(Segmentation labeling items)
━━━━━━━━━━━━━━━━━━━━

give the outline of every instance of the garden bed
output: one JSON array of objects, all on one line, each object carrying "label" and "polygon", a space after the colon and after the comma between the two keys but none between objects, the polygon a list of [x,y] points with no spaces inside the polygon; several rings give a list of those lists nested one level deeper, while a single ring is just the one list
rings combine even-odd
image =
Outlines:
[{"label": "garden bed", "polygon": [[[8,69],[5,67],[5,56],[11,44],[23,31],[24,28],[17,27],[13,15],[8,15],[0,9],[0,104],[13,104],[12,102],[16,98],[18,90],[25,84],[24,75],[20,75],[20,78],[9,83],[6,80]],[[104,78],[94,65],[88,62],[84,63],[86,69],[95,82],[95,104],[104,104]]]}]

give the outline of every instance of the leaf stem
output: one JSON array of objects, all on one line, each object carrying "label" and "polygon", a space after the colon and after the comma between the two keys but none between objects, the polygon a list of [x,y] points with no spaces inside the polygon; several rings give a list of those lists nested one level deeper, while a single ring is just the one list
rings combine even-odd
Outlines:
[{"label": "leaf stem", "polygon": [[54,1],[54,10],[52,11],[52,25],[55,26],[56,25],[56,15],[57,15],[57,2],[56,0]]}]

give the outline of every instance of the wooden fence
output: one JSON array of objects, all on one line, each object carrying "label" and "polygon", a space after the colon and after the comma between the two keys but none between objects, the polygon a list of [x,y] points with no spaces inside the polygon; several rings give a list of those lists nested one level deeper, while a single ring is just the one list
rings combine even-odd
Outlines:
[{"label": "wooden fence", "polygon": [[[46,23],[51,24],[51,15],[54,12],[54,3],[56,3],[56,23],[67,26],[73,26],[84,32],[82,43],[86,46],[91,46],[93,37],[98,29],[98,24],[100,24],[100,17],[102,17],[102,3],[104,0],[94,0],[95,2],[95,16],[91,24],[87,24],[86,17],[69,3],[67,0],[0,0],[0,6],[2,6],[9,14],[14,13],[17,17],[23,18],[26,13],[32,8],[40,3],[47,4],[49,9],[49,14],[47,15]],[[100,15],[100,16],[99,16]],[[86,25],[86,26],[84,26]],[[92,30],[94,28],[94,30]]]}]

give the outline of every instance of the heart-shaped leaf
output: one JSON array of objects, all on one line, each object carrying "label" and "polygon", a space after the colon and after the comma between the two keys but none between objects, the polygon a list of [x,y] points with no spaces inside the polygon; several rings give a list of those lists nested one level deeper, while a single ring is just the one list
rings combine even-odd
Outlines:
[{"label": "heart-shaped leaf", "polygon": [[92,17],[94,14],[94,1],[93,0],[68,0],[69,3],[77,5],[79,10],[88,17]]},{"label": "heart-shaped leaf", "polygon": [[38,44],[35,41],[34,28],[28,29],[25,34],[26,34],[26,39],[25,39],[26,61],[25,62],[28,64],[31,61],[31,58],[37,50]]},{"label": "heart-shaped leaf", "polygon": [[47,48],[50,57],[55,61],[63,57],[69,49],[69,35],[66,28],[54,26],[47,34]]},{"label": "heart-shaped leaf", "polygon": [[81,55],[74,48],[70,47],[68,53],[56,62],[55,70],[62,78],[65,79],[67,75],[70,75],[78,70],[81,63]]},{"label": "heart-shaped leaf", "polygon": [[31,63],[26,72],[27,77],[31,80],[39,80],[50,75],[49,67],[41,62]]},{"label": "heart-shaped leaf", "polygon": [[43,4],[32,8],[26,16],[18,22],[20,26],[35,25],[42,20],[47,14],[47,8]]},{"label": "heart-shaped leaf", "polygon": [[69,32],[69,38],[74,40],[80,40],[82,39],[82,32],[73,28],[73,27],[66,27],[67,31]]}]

━━━━━━━━━━━━━━━━━━━━

BRIEF
Without leaving anything out, quote all the data.

TASK ANSWER
give the outline of every instance of the garden bed
output: one JSON array of objects, all on one line, each object carrying "label" and "polygon", a space after the colon and after the comma between the two keys but none between objects, the polygon a list of [x,y] points with no spaces inside the polygon; several rings give a list of those lists nested one level deeper, while a single ring is just the one list
rings combine even-odd
image =
Outlines:
[{"label": "garden bed", "polygon": [[[8,69],[5,67],[5,56],[11,44],[23,31],[24,28],[17,27],[13,15],[8,15],[0,9],[0,104],[13,104],[12,102],[16,98],[18,90],[25,84],[24,75],[20,75],[20,78],[9,83],[6,80]],[[104,78],[94,65],[88,62],[84,63],[86,69],[95,82],[95,104],[104,104]]]}]

give the outline of every instance of the leaf stem
output: one JSON array of objects, all on one line, each object carrying "label" and "polygon", a space after the colon and after the comma between the two keys but none between objects, the polygon a list of [x,y] points with no spaces inside the polygon; several rings give a list of those lists nested one level deeper, while a single ring is just the one list
rings combine even-odd
Outlines:
[{"label": "leaf stem", "polygon": [[54,1],[54,10],[52,11],[52,25],[55,26],[56,25],[56,15],[57,15],[57,2],[56,0]]}]

give the outline of every instance of the wooden fence
output: one JSON array of objects, all on one line, each object carrying "label" and "polygon", a space after the colon and after the comma between the two keys but none between objects, the polygon a list of [x,y] points with no spaces inside the polygon; several rings give a list of those lists nested one level deeper, while a single ring is just the one list
rings combine even-odd
Outlines:
[{"label": "wooden fence", "polygon": [[[46,23],[51,24],[51,15],[54,12],[54,3],[56,3],[56,23],[67,26],[73,26],[84,32],[82,43],[86,46],[91,46],[93,37],[98,29],[98,24],[100,24],[100,17],[102,17],[102,3],[104,0],[94,0],[95,2],[95,16],[91,24],[87,24],[86,17],[69,3],[67,0],[0,0],[0,6],[2,6],[9,14],[14,13],[17,17],[23,18],[26,13],[32,8],[40,3],[47,4],[49,9],[49,14],[47,15]],[[100,15],[100,16],[99,16]],[[86,25],[86,26],[84,26]],[[92,30],[94,28],[94,30]]]}]

give the outline of every instance of the heart-shaped leaf
output: one JSON array of objects, all on one line, each object carrying "label" and "polygon", a space after the colon and after the comma between the two keys but none between objects, the polygon a list of [x,y] points with no spaces inside the polygon; several rings give a list of those lists nested one level deeper, while a single ring is just the one list
rings combine even-odd
Outlines:
[{"label": "heart-shaped leaf", "polygon": [[92,17],[94,14],[94,1],[93,0],[68,0],[69,3],[77,5],[79,10],[88,17]]},{"label": "heart-shaped leaf", "polygon": [[38,44],[35,41],[34,28],[28,29],[25,34],[26,34],[26,39],[25,39],[26,61],[25,62],[28,64],[31,61],[31,58],[37,50]]},{"label": "heart-shaped leaf", "polygon": [[47,48],[50,57],[55,61],[63,57],[69,49],[69,35],[66,28],[54,26],[47,34]]},{"label": "heart-shaped leaf", "polygon": [[81,55],[74,48],[70,47],[68,53],[56,62],[55,70],[62,78],[65,79],[67,75],[70,75],[78,70],[81,63]]},{"label": "heart-shaped leaf", "polygon": [[31,63],[26,72],[27,77],[31,80],[39,80],[50,75],[49,67],[41,62]]},{"label": "heart-shaped leaf", "polygon": [[43,4],[32,8],[26,16],[18,22],[20,26],[35,25],[42,20],[47,14],[47,8]]},{"label": "heart-shaped leaf", "polygon": [[69,32],[69,38],[74,40],[80,40],[82,39],[82,32],[73,28],[73,27],[66,27],[67,31]]}]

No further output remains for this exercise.